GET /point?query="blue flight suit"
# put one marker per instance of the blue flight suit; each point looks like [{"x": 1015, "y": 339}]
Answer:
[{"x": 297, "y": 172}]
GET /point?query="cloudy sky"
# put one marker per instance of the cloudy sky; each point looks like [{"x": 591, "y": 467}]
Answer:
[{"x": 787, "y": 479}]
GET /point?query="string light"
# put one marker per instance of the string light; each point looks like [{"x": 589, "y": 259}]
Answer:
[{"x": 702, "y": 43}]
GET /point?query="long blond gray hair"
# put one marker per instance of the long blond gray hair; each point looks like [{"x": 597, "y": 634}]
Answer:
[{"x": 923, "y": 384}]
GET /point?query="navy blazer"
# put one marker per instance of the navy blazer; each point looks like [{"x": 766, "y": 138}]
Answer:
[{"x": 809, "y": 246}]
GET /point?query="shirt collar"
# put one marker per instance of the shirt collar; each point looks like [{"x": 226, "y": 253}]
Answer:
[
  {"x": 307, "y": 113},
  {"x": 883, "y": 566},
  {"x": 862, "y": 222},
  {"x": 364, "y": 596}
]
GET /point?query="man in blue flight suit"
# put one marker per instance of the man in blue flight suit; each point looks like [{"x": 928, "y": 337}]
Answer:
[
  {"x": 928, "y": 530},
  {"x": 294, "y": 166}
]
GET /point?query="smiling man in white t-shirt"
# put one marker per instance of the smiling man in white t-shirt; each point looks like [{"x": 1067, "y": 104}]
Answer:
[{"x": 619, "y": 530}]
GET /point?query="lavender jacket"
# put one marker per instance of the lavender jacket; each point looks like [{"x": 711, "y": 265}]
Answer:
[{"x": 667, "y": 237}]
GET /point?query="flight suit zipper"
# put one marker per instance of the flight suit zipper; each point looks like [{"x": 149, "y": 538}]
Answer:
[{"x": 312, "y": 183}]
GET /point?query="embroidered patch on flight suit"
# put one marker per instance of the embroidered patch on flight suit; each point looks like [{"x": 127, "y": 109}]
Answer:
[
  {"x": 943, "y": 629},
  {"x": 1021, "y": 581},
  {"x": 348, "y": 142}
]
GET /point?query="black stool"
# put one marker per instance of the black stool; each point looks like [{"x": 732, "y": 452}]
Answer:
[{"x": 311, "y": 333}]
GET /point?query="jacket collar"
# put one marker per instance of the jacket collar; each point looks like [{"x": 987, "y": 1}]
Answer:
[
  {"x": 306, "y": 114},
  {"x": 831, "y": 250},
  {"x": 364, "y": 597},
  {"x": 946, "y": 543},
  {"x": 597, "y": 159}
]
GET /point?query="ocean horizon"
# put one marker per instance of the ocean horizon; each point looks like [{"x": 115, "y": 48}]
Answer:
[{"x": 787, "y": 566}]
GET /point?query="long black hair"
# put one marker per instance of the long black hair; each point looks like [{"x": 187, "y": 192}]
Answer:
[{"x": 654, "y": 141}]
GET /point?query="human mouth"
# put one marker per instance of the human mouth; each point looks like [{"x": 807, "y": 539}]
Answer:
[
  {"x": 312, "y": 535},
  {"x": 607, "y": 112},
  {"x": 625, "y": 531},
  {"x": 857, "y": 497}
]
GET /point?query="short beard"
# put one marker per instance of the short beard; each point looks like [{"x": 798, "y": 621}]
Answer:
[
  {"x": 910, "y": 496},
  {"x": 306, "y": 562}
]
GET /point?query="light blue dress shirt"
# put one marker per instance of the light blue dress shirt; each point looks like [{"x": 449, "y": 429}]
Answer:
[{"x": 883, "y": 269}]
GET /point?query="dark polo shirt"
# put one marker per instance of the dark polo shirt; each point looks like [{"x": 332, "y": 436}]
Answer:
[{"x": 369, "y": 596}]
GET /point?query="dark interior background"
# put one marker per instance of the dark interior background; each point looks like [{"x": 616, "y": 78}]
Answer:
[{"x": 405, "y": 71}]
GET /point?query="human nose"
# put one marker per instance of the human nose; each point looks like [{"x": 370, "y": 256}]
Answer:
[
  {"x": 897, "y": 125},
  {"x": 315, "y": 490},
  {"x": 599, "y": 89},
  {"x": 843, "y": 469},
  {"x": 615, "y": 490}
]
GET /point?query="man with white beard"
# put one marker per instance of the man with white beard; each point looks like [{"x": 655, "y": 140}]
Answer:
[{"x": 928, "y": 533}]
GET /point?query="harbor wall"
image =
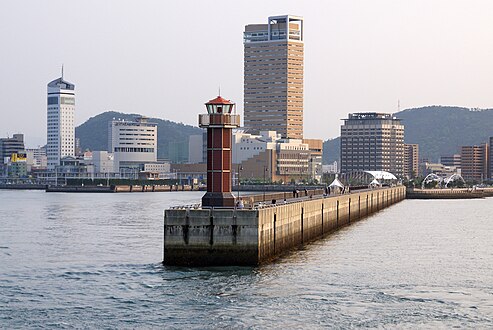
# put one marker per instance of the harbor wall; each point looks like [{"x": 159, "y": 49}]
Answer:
[{"x": 249, "y": 237}]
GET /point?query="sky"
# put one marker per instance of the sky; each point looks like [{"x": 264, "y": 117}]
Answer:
[{"x": 165, "y": 59}]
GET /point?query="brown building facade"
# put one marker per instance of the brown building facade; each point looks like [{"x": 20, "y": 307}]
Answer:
[
  {"x": 474, "y": 163},
  {"x": 273, "y": 76}
]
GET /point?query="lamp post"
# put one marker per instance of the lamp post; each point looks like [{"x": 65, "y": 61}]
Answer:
[
  {"x": 240, "y": 168},
  {"x": 265, "y": 171}
]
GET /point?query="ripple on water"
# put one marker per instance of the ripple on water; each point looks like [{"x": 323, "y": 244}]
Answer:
[{"x": 93, "y": 261}]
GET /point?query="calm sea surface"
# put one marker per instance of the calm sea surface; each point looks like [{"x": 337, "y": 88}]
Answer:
[{"x": 94, "y": 261}]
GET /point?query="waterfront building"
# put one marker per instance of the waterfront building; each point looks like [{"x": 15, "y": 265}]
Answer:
[
  {"x": 372, "y": 142},
  {"x": 273, "y": 76},
  {"x": 132, "y": 143},
  {"x": 268, "y": 157},
  {"x": 330, "y": 168},
  {"x": 15, "y": 166},
  {"x": 438, "y": 169},
  {"x": 411, "y": 160},
  {"x": 9, "y": 146},
  {"x": 103, "y": 162},
  {"x": 474, "y": 163},
  {"x": 178, "y": 152},
  {"x": 315, "y": 146},
  {"x": 36, "y": 159},
  {"x": 491, "y": 159},
  {"x": 451, "y": 160},
  {"x": 61, "y": 116}
]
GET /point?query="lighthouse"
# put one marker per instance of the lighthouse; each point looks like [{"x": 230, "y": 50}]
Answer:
[{"x": 219, "y": 121}]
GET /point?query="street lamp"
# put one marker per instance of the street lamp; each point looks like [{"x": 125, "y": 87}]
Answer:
[
  {"x": 265, "y": 171},
  {"x": 240, "y": 168}
]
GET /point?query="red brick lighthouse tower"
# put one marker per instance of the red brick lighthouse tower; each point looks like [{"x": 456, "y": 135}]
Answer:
[{"x": 219, "y": 122}]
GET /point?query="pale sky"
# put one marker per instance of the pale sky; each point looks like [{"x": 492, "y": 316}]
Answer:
[{"x": 165, "y": 59}]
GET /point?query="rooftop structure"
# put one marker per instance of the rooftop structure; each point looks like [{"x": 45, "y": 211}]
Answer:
[{"x": 273, "y": 76}]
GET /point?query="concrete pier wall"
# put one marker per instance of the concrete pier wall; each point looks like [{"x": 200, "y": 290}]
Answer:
[{"x": 207, "y": 237}]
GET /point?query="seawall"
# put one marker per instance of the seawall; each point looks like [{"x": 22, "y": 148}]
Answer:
[
  {"x": 456, "y": 193},
  {"x": 249, "y": 237}
]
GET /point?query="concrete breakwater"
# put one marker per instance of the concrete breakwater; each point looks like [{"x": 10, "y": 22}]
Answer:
[
  {"x": 249, "y": 237},
  {"x": 456, "y": 193},
  {"x": 120, "y": 188}
]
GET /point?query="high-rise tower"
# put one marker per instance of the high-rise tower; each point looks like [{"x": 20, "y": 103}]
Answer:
[
  {"x": 61, "y": 131},
  {"x": 273, "y": 76}
]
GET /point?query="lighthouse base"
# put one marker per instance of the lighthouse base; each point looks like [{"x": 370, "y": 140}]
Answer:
[{"x": 218, "y": 199}]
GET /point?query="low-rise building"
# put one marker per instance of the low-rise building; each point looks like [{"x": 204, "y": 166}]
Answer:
[
  {"x": 451, "y": 160},
  {"x": 269, "y": 158}
]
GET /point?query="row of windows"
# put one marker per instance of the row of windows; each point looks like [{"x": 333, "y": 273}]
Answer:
[{"x": 128, "y": 149}]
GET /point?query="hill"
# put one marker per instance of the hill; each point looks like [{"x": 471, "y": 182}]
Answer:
[
  {"x": 438, "y": 130},
  {"x": 93, "y": 134}
]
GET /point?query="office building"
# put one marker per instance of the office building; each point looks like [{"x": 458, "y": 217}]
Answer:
[
  {"x": 270, "y": 157},
  {"x": 60, "y": 130},
  {"x": 36, "y": 159},
  {"x": 13, "y": 145},
  {"x": 372, "y": 142},
  {"x": 133, "y": 143},
  {"x": 273, "y": 76},
  {"x": 490, "y": 169},
  {"x": 451, "y": 160},
  {"x": 411, "y": 160},
  {"x": 178, "y": 152},
  {"x": 474, "y": 163}
]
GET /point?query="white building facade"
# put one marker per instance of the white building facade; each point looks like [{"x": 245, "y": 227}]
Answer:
[
  {"x": 60, "y": 123},
  {"x": 132, "y": 143}
]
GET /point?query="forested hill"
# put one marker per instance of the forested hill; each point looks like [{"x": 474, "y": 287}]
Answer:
[
  {"x": 438, "y": 130},
  {"x": 93, "y": 134}
]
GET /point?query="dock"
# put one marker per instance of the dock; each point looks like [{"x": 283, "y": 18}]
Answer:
[{"x": 261, "y": 232}]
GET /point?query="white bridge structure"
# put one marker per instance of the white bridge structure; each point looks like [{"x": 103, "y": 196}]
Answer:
[{"x": 442, "y": 182}]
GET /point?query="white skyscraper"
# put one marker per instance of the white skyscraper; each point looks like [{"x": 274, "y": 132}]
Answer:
[{"x": 61, "y": 131}]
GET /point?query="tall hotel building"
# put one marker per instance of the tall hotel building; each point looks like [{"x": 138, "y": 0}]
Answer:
[
  {"x": 61, "y": 131},
  {"x": 474, "y": 163},
  {"x": 273, "y": 77},
  {"x": 372, "y": 142}
]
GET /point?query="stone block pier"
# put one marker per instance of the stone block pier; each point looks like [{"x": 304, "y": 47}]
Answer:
[{"x": 249, "y": 237}]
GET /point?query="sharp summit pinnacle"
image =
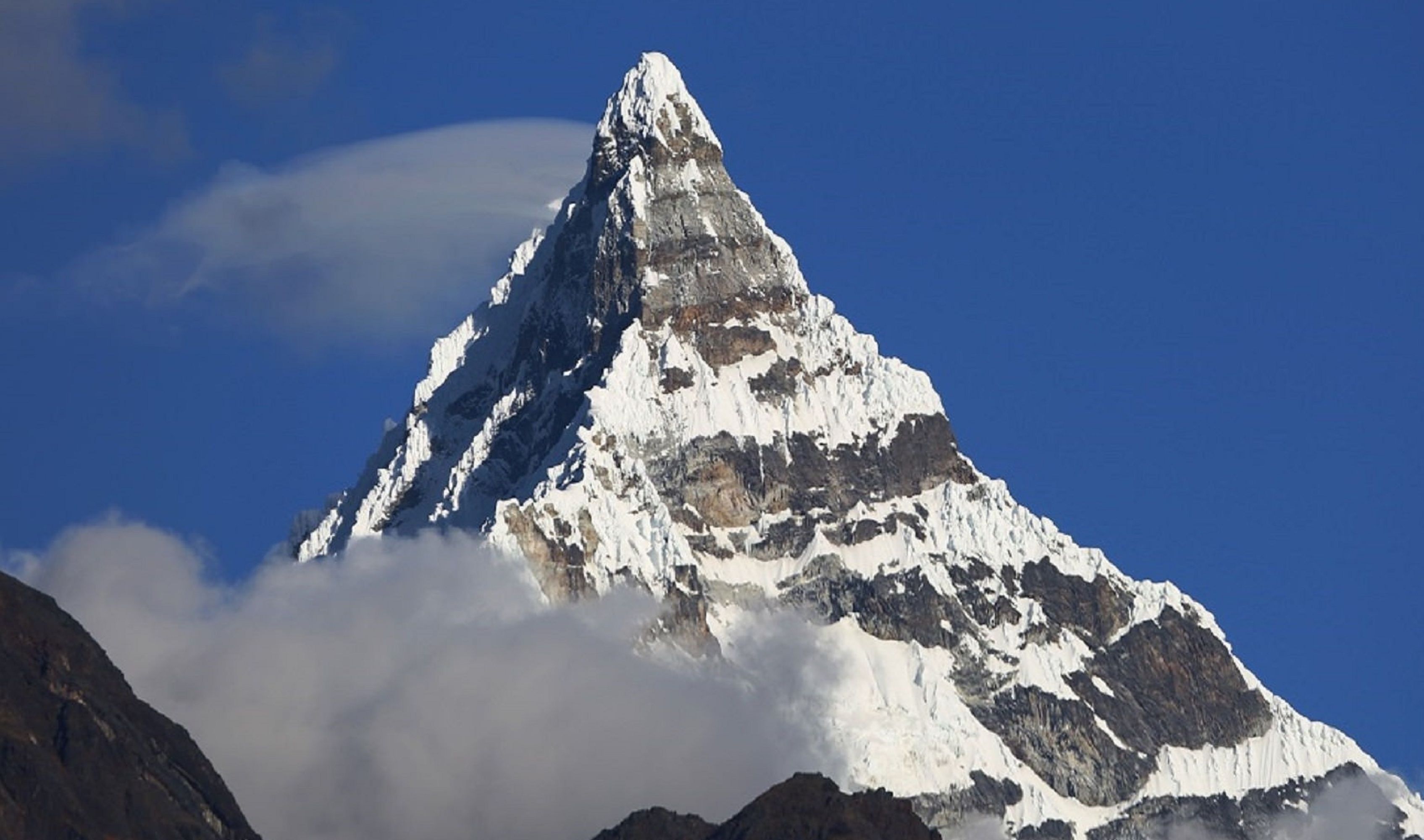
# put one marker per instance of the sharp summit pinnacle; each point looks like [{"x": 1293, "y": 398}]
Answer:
[{"x": 654, "y": 398}]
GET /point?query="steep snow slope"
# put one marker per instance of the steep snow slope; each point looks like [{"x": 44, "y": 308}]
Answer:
[{"x": 653, "y": 396}]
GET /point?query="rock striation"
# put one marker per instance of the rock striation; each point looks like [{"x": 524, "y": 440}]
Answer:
[{"x": 653, "y": 396}]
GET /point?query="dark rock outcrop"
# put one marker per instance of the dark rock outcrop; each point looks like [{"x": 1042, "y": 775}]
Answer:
[
  {"x": 658, "y": 824},
  {"x": 80, "y": 756},
  {"x": 807, "y": 806}
]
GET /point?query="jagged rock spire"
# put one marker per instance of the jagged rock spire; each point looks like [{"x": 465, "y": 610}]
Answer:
[{"x": 653, "y": 396}]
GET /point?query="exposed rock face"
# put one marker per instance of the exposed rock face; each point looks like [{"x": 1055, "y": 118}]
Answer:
[
  {"x": 80, "y": 756},
  {"x": 804, "y": 808},
  {"x": 654, "y": 398},
  {"x": 658, "y": 824}
]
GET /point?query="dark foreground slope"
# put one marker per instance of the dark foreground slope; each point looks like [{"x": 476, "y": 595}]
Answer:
[
  {"x": 804, "y": 808},
  {"x": 80, "y": 756}
]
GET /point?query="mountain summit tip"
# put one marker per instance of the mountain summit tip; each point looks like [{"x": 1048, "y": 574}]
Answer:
[{"x": 654, "y": 102}]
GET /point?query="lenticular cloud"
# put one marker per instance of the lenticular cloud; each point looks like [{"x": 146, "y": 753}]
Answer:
[
  {"x": 422, "y": 688},
  {"x": 369, "y": 242}
]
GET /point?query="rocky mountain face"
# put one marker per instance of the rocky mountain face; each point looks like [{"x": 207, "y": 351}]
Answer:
[
  {"x": 654, "y": 398},
  {"x": 807, "y": 806},
  {"x": 80, "y": 756}
]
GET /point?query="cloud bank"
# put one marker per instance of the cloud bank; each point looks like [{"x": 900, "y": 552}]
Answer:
[
  {"x": 287, "y": 65},
  {"x": 55, "y": 99},
  {"x": 420, "y": 690},
  {"x": 373, "y": 242}
]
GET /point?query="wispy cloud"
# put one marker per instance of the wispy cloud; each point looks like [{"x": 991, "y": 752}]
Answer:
[
  {"x": 422, "y": 690},
  {"x": 55, "y": 99},
  {"x": 371, "y": 242},
  {"x": 287, "y": 63}
]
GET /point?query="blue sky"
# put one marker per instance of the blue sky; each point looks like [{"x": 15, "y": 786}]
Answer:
[{"x": 1162, "y": 264}]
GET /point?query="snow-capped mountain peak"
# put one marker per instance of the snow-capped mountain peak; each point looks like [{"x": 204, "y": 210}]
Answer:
[
  {"x": 654, "y": 103},
  {"x": 653, "y": 396}
]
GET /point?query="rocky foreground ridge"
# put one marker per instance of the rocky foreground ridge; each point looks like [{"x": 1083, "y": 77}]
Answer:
[
  {"x": 654, "y": 398},
  {"x": 80, "y": 756}
]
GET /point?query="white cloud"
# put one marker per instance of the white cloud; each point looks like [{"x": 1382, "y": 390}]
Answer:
[
  {"x": 288, "y": 65},
  {"x": 420, "y": 690},
  {"x": 55, "y": 99},
  {"x": 372, "y": 242}
]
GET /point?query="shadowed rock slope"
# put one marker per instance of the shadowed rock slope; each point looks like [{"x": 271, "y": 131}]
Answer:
[
  {"x": 807, "y": 806},
  {"x": 80, "y": 756}
]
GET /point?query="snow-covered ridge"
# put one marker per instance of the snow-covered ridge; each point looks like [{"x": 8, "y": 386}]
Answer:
[{"x": 654, "y": 396}]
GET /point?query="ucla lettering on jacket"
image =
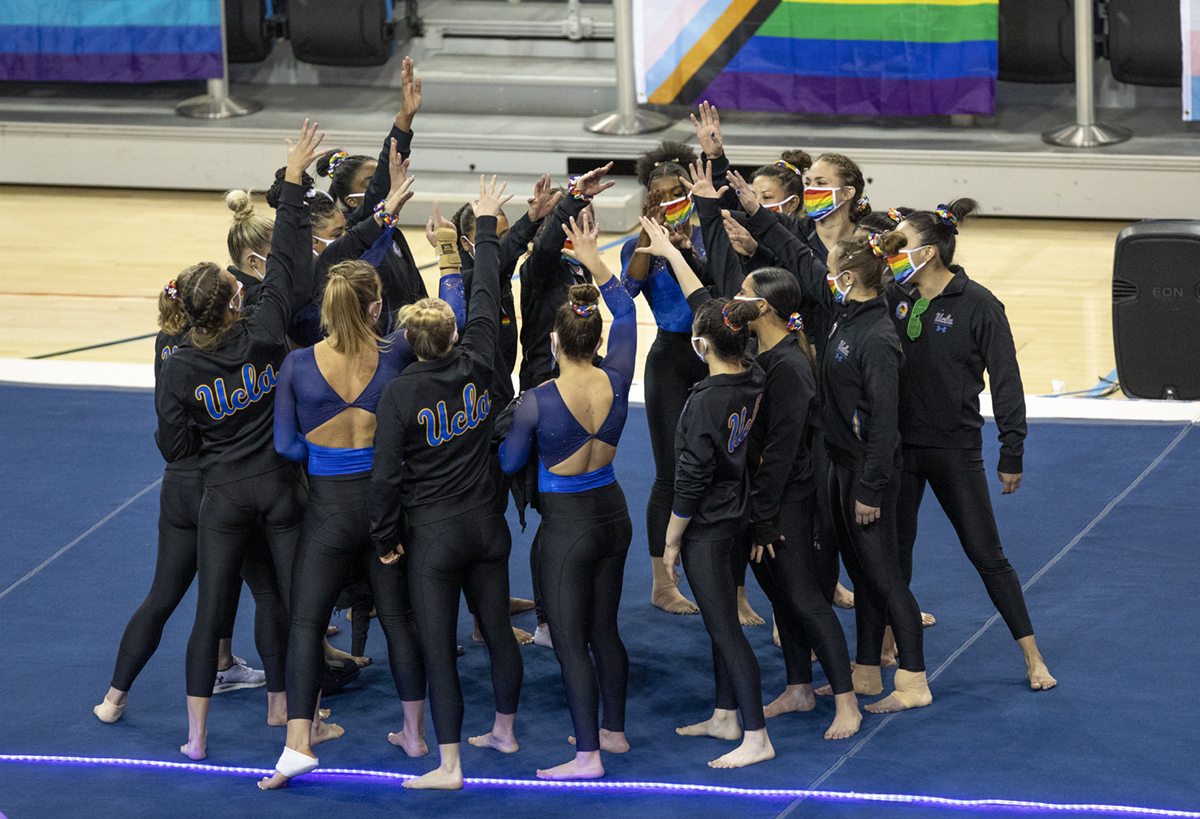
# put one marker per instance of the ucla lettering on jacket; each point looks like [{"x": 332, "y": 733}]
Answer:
[
  {"x": 739, "y": 428},
  {"x": 253, "y": 387},
  {"x": 439, "y": 429}
]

+ + + + + + +

> [Goal of the exercise] Count the lines in the material above that contain the string "foreground". Reply with the number only.

> [Written answer] 4